**The task:** All of the data is to be printed again exactly as it appears.

**Supplied data:**

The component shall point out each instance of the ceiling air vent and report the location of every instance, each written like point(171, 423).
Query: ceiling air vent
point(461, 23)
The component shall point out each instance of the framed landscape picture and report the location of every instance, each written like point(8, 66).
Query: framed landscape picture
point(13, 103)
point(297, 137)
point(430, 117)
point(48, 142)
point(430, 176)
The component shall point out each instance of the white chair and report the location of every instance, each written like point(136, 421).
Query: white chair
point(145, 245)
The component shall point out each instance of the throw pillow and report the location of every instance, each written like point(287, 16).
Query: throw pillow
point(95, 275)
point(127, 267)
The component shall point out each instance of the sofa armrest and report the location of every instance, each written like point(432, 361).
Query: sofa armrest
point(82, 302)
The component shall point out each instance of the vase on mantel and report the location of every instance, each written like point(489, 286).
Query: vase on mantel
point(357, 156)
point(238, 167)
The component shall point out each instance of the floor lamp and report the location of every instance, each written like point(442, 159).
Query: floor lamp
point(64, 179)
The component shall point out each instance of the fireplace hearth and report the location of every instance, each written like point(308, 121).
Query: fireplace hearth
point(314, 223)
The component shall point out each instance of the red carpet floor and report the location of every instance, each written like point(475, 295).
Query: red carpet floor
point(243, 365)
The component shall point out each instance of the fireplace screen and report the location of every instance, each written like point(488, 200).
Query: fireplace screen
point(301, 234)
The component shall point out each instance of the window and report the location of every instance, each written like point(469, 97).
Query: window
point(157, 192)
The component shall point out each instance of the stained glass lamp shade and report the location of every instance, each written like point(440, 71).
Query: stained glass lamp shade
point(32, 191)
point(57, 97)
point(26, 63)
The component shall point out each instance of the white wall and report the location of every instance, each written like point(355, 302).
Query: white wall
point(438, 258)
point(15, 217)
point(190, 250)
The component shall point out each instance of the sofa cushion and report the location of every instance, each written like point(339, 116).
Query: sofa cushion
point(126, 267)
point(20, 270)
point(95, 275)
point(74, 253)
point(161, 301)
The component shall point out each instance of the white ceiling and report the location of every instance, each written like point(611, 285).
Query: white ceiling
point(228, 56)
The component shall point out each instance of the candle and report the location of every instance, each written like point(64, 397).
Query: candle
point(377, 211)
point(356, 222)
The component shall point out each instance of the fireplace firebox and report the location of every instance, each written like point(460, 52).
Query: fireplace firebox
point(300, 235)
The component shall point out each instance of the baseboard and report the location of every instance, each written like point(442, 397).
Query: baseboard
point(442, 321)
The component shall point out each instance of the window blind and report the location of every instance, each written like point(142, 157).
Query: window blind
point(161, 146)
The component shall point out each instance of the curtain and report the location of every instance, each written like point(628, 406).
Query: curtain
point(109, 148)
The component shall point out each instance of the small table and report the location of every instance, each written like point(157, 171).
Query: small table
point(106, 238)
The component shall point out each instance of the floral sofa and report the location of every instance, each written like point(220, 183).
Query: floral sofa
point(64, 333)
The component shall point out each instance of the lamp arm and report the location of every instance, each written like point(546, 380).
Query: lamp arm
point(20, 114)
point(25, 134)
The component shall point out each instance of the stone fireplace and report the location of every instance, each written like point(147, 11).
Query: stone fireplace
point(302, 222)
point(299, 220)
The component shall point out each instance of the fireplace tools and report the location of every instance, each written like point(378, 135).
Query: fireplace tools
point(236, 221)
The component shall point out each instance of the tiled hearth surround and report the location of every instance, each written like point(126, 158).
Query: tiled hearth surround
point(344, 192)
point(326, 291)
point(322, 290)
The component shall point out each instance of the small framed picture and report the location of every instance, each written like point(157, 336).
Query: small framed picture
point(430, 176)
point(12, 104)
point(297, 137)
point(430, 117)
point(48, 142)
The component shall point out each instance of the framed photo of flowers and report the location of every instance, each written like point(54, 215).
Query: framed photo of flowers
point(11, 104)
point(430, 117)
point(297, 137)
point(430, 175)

**Solution to the problem:**
The component shall point out each instance of the ceiling air vent and report the location of every instance, each written like point(171, 423).
Query: ceiling air vent
point(461, 23)
The component shall point out each instance of the framed landscape picture and report the location of every instance, each written like point(8, 66).
Query: framed landscape picture
point(13, 103)
point(297, 137)
point(430, 117)
point(48, 142)
point(430, 176)
The component shall point out each instance of the white chair and report the location of every instance, each written like point(136, 421).
Query: white chair
point(145, 245)
The component shall point out each instance of the throw pillow and report the location of every instance, each written like point(287, 16).
Query: throw pillow
point(95, 275)
point(127, 267)
The component shall point out each instance of the sofa armrest and report the location of every instance, each written like point(432, 361).
Query: sofa armrest
point(82, 302)
The component shall point out each instance of the vase on mantel and report the location of every instance, each written like point(489, 286).
Query: vase on mantel
point(357, 156)
point(238, 167)
The component shall point out each instance of the floor lamp and report the location of every instance, each written like point(442, 159).
Query: floor lamp
point(64, 179)
The component shall point out each instance of the fireplace hearth and report the location of every instance, each written like point(308, 121).
Query: fireplace hearth
point(314, 223)
The component shall point out each instance of the red carpet floor and report the location of every instance, each written like point(475, 295).
Query: red carpet floor
point(243, 365)
The component shall point out each instance of the fireplace screen and report the location of every instance, each written like point(488, 200).
Query: fireplace screen
point(301, 234)
The component shall point out each instance of the window and report the location of every instance, each written like point(469, 97).
Query: window
point(157, 192)
The component shall point out each instance of the stained glass lamp shade and report the location of every instance, each written like point(440, 71).
Query: stained glass lamp shade
point(32, 191)
point(57, 97)
point(26, 63)
The component shall point out each instance of the white wall and report the location of every instance, each written like point(355, 302).
Query: white wall
point(438, 258)
point(15, 217)
point(190, 250)
The component shall point out each instance of the sofa cushion and report the location of every instance, each written like point(339, 116).
Query: sofa cushion
point(126, 267)
point(20, 270)
point(95, 275)
point(74, 253)
point(161, 301)
The component shall point out each instance of the white ceiling and report the location of every instance, each written like point(611, 285).
Query: white ceiling
point(228, 56)
The component shall point out each instance of the candle and report the location of every instance, each written like point(64, 397).
Query: candle
point(377, 211)
point(356, 222)
The component shall point out each instance of the fireplace firebox and report the location of every instance, each written like point(460, 52).
Query: fireplace firebox
point(300, 235)
The component shall point out each instance of the baseboard and report the location of every instance, each written like point(442, 397).
Query: baseboard
point(442, 321)
The component shall point out each instance of the window blind and report the location of every instance, each written like point(142, 157).
Query: window blind
point(161, 146)
The component shall point out each instance of the curtain and report the location of every instance, each written like point(628, 406).
Query: curtain
point(109, 148)
The component shall point out each instance of the small table and report the location of every instance, each written like point(157, 171).
Query: small table
point(106, 238)
The component shall point out each instance of the floral sofa and report the location of every instance, each written like point(220, 183).
Query: floral sofa
point(64, 333)
The component shall point out each instance of the lamp arm and report the location of every instance, each written like point(546, 380).
Query: lamp arm
point(20, 114)
point(25, 134)
The component shall point out each instance of the stone fireplace and report the location of every instance, each written like point(147, 11).
Query: stone fireplace
point(302, 222)
point(299, 220)
The component shall point out each instance of the fireplace tools and report the location of every instance, each written like point(378, 135).
Query: fireplace tools
point(236, 221)
The component shall point out each instance of the tiled hearth surround and report the location of every instance, each written like point(126, 158).
Query: tiled hearth surround
point(344, 192)
point(326, 291)
point(322, 290)
The component shall point out each instance of the small framed picture and report the location of every instance, each written like point(157, 336).
Query: small framed picture
point(430, 176)
point(12, 104)
point(297, 137)
point(430, 117)
point(48, 142)
The component shall point out each instance of the framed photo of flowers and report the location of every instance, each written like point(54, 215).
Query: framed photo of flowers
point(11, 104)
point(430, 117)
point(297, 137)
point(430, 175)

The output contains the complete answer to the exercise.